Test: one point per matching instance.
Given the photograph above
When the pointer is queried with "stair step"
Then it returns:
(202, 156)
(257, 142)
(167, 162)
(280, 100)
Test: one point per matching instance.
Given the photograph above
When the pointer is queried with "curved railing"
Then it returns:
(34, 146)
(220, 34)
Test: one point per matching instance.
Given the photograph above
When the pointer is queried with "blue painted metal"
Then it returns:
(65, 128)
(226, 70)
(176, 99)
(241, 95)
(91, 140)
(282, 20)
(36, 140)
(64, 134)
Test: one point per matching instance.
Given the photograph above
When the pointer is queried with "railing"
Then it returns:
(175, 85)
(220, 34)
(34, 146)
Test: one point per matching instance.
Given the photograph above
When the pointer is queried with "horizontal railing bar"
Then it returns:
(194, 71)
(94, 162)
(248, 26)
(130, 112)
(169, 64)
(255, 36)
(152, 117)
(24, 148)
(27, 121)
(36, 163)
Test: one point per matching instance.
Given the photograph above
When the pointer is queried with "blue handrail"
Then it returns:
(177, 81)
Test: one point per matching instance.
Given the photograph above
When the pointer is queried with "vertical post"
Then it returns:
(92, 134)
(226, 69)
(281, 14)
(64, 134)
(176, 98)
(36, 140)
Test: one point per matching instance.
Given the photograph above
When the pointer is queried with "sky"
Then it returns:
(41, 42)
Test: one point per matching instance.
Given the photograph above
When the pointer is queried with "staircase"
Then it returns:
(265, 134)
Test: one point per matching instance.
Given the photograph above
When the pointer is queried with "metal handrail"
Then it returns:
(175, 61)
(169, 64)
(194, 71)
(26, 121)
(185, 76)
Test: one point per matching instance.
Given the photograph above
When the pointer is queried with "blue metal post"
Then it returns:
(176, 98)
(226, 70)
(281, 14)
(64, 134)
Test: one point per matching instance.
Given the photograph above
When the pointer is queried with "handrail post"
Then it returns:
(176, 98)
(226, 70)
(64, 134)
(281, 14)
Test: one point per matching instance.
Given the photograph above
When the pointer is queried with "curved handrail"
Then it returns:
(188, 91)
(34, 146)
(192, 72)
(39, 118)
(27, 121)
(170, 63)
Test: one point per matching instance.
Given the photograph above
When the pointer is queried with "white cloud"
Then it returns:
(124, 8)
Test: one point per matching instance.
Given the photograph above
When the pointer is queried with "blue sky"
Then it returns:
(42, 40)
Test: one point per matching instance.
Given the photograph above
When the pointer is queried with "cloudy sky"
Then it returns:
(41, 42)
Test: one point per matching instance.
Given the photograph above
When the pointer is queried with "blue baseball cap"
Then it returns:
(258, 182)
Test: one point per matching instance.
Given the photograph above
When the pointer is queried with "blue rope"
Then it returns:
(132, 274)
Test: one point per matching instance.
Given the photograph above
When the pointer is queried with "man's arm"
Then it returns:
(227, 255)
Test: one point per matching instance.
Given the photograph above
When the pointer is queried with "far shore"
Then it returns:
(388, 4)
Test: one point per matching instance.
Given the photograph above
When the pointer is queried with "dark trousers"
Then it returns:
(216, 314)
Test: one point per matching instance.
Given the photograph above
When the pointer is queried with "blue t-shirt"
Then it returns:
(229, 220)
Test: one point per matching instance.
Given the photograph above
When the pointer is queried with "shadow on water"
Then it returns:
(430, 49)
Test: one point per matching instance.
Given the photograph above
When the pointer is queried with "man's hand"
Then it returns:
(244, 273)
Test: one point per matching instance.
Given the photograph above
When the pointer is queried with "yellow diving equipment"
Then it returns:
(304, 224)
--------------------------------------------------
**Aim of the exercise:**
Nothing may be left out: return each entry exactly as it reads.

**Task answer:**
Test: one point per matching instance.
Given the photograph above
When the pointer is queried with "stair step"
Then it returns:
(202, 156)
(257, 142)
(167, 162)
(280, 100)
Test: one point per matching instance.
Given the photograph above
When the pointer is queried with "curved railing"
Then it returns:
(34, 146)
(220, 34)
Test: one point per matching instance.
Given the photograph above
When the pointer is queried with "blue painted metal"
Then it returns:
(65, 128)
(226, 70)
(176, 99)
(241, 95)
(91, 140)
(282, 20)
(36, 140)
(64, 134)
Test: one point per matching instance.
Given the photograph above
When the pointer is queried with "railing"
Then it returns:
(175, 85)
(220, 34)
(34, 146)
Test: one point per matching instance.
Given the photograph above
When the pointer is queried with "horizontal railing bar"
Then it returns:
(194, 71)
(94, 162)
(248, 26)
(130, 112)
(169, 64)
(255, 36)
(152, 117)
(24, 148)
(27, 121)
(36, 163)
Test: one point per matching instance.
Given the photograph above
When the pointer is queried with "blue handrail"
Then it returns:
(177, 81)
Test: one point per matching instance.
Given the photograph above
When the pointer is queried with "vertical post"
Then it returns:
(92, 134)
(226, 69)
(281, 14)
(64, 134)
(176, 98)
(36, 140)
Test: one point per matching instance.
Given the photograph above
When the pointer is queried with "sky"
Then it returns:
(41, 42)
Test: one point per matching instance.
Given the photograph above
When the pointer is queried with "staircase"
Then it returns:
(265, 134)
Test: one point per matching instance.
Given the photograph above
When the pointer is queried with "metal handrail"
Then it returns:
(175, 61)
(169, 64)
(194, 71)
(26, 121)
(185, 76)
Test: one point per matching instance.
Given the photograph above
When the pointer is queried with "blue metal post"
Then it returns:
(176, 98)
(226, 70)
(281, 14)
(64, 134)
Test: one point per matching instance.
Given the photograph above
When the pointer is queried with "handrail post"
Then it returns:
(176, 98)
(226, 70)
(64, 134)
(281, 14)
Test: one point per matching instance.
Given the photograph above
When the pointer is queried with "curved handrail"
Then it returns:
(188, 91)
(34, 146)
(192, 72)
(39, 118)
(27, 121)
(170, 63)
Test: one point per matching instance.
Given the photograph above
When the pointer is queried with "white cloud"
Then it returns:
(124, 8)
Test: one point per matching instance.
Given the photograph above
When the pointer is queried with "blue sky"
Then it returns:
(42, 40)
Test: one point per matching instance.
Given the photograph above
When the pointer is queried with "cloudy sky"
Then it returns:
(41, 42)
Test: one point per matching instance.
Given the photograph above
When the pointer is queried with "blue baseball cap"
Then it returns:
(258, 182)
Test: one point per matching instance.
Given the photograph above
When the pointer is queried with "blue rope"
Then it returns:
(132, 274)
Test: one point per matching instance.
Given the photograph above
When the pointer is queried with "man's arm"
Then it returns:
(227, 255)
Test: one point per matching instance.
Given the photograph above
When the pointer is queried with "far shore"
Then it returns:
(388, 4)
Test: one point per matching instance.
Given the photograph above
When the pointer is queried with "dark trousers"
Then it returns:
(216, 314)
Test: one point per matching instance.
Given the photograph above
When the pointer is queried with "blue t-shirt"
Then it returns:
(229, 220)
Test: one point per matching instance.
Given the photograph above
When the pointer is queried with "shadow on water"
Then it returns:
(430, 49)
Test: one point per matching instance.
Given the photograph above
When the pointer is queried with "man's hand"
Then it returns:
(244, 273)
Test: one point per matching instance.
Given the photograph above
When the pointer is queried with "yellow diving equipment"
Then it returns:
(304, 224)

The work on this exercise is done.